## Document text:
A library for working with phylogenetic and population genetic data.
v0.32.0
GenericInputStream< T, D > Class Template Reference

#include <genesis/utils/containers/generic_input_stream.hpp>

Detailed Description

template<class T, class D = EmptyGenericInputStreamData>
class genesis::utils::GenericInputStream< T, D >

Type erasure for iterators, using std::function to eliminate the underlying input type.

This class offers an abstraction to get a uniform iterator type over a set of underlying iterators of different type. It expects a function (most likely, you want to use a lambda) that converts the underlying data into the desired type T, which is where the type erasure happens. The data that is iterated over is stored here, and the end of the iterator is indicated by the lambda by returning false.

Example:

// Convert from an iterator over VcfRecord to Variant.
auto beg = vcf_range.begin();
auto end = vcf_range.end();
// Create the conversion with type erasure via the lambda function.
auto generator = GenericInputStream<Variant>(
[beg, end]( Variant& var ) mutable {
if( beg != end ) {
var = convert_to_variant(*beg);
++beg;
return true;
} else {
return false;
}
}
);
// Iterate over generator.begin() and generator.end()
for( auto const& it : generator ) ...

For other types of iterators, instead of beg and end, other input can be used:

// Use a pileup iterator, which does not offer begin and end.
auto it = SimplePileupInputIterator( utils::from_file( pileup_file_.value ), reader );
auto generator = GenericInputStream<Variant>(
[it]( Variant& var ) mutable {
if( it ) {
var = *it;
++it;
return true;
} else {
return false;
}
}
);

And accordingly for other underlying iterator types.

In addition to the type T that we iterate over, for user convenience, we also offer to use a data storage variable of the template type D (typedef'd as GenericInputStream::Data). This data is provided at construction of the GenericInputStream, and can be accessed via the data() functions. it is a generic extra variable to store iterator-specific information. As the GenericInputStream is intended to be initializable with just a lambda function that yields the elements to traverse over, there is otherwise no convenient way to access related information of the underlying iterator. For example, when iterating over a file, one might want to store the file name or other characteristics of the input in the data().

The class furthermore offers filters and transformations of the underlying iterator data, using the functions add_filter(), add_transform(), and add_transform_filter(), which can all be mixed and are executed as a combined list in the order in which they were added using these three functions (that is, it can be first a filter, then a transformation, then a filter again). This allows to easily skip elements of the underlying iterator without the need to add an additional layer of abstraction.

## Set of tasks:
1 - Summarize the GenericInputStream documentation in two sentences.
2 - Continue the GenericInputStream documentation from the point where it stops.
The data that comes next is from a separate source.

## Dataset section:
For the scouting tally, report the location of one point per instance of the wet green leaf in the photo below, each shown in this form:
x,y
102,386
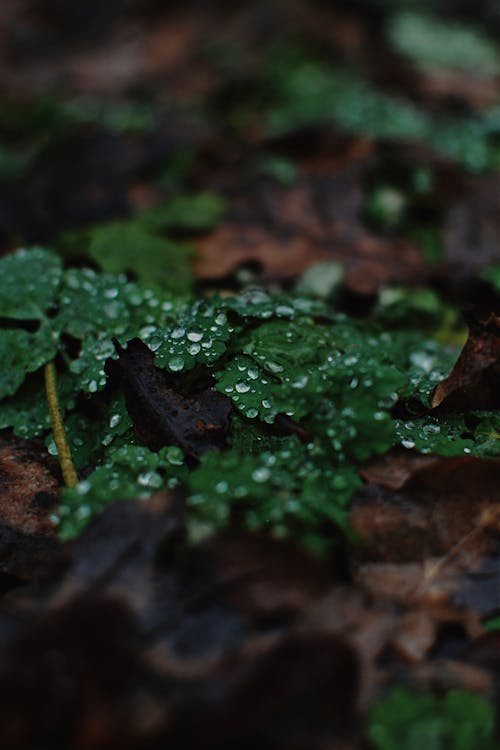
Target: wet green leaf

## Answers by task:
1 - GenericInputStream is a class template that uses std::function for type erasure, giving a uniform iterator type over underlying iterators of different types through a function, usually a lambda, that converts the underlying data into the desired type T and returns false to mark the end. It also offers an optional data storage variable of type D for iterator-specific information, plus filters and transformations added with add_filter(), add_transform(), and add_transform_filter(), which run as a combined list in the order they were added.

2 -
As an additional layer of convenience, the class offers observers for each element, as well as callbacks for the beginning and end of the iteration. Those are meant as simplifications to reduce code duplcation in user code, and can be used in combination with each other. For example, a observer can be added that (via a lambda capture) counts statistics of the elements being processed, and those can then be reported at the end of the iteration. This could of course also be achieved by adding this functionatlity in the loop body and at the loop end when running this iterator. However, for example in our tool https://github.com/lczech/grenedalf, we have setup functions for a GenericInputStream (of type VariantInputStream) that are re-used across commands. Then, instead of having to have code duplication or repeated function calls in those commands, we only need to add the callbacks in the shared code that creates the iterator, and they are used in every command automatically.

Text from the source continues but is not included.